## ACTION ITEM
The whole listing, exactly as given: write it out, leaving out each image.

## RECORDS FOR THIS EXERCISE
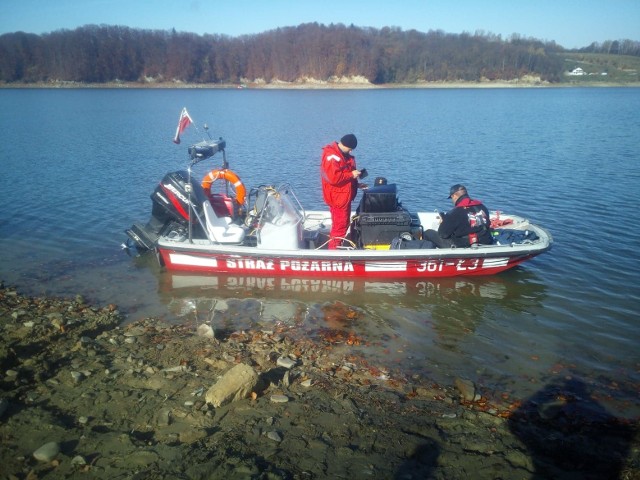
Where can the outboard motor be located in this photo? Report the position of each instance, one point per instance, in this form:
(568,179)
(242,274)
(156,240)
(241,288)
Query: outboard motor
(170,211)
(177,203)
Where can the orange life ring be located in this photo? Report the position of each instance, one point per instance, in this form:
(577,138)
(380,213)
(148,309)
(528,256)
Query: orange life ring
(230,177)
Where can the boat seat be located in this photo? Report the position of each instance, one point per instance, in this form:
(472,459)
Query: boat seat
(221,229)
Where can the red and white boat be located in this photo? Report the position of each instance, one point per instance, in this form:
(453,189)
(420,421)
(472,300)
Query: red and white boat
(265,231)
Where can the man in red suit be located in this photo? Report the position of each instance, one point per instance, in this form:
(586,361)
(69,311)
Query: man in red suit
(339,184)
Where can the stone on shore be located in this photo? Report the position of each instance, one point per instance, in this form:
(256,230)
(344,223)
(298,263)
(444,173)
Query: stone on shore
(236,384)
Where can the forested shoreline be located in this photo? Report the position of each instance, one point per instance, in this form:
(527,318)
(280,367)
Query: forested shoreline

## RESPONSE BELOW
Where can the outboard motor be located in this photo? Report the position of each instance, one point per instance, in this form:
(568,179)
(242,274)
(156,240)
(241,288)
Query: outboard motor
(170,211)
(177,203)
Where can the orange life ring be located in this photo? Report the position of each instance, one point per instance, in this form:
(577,138)
(380,213)
(148,309)
(528,256)
Query: orange life ring
(230,177)
Where can the boat seat be located in this photo? Report the position of each instance, one point per instance, in this form:
(472,459)
Query: boat seat
(221,229)
Where can the red and white boat be located in this photo? Report the position of each instance, one point per instance, in this form:
(453,189)
(420,421)
(472,300)
Query: red and white boat
(265,231)
Where can the man in red suit be located in this photo? Report the position of each instance, one point per instance, in this form:
(586,361)
(69,311)
Query: man in red suit
(339,184)
Where can the stone on shore be located in this photo? Report the position of each instance, one point per instance, in this form:
(256,230)
(344,223)
(298,263)
(444,173)
Query: stone on shore
(236,384)
Where can the forested shoreline be located in this photo? Report the position of each instance, one point per instance, in this form:
(527,318)
(280,367)
Query: forested shoreline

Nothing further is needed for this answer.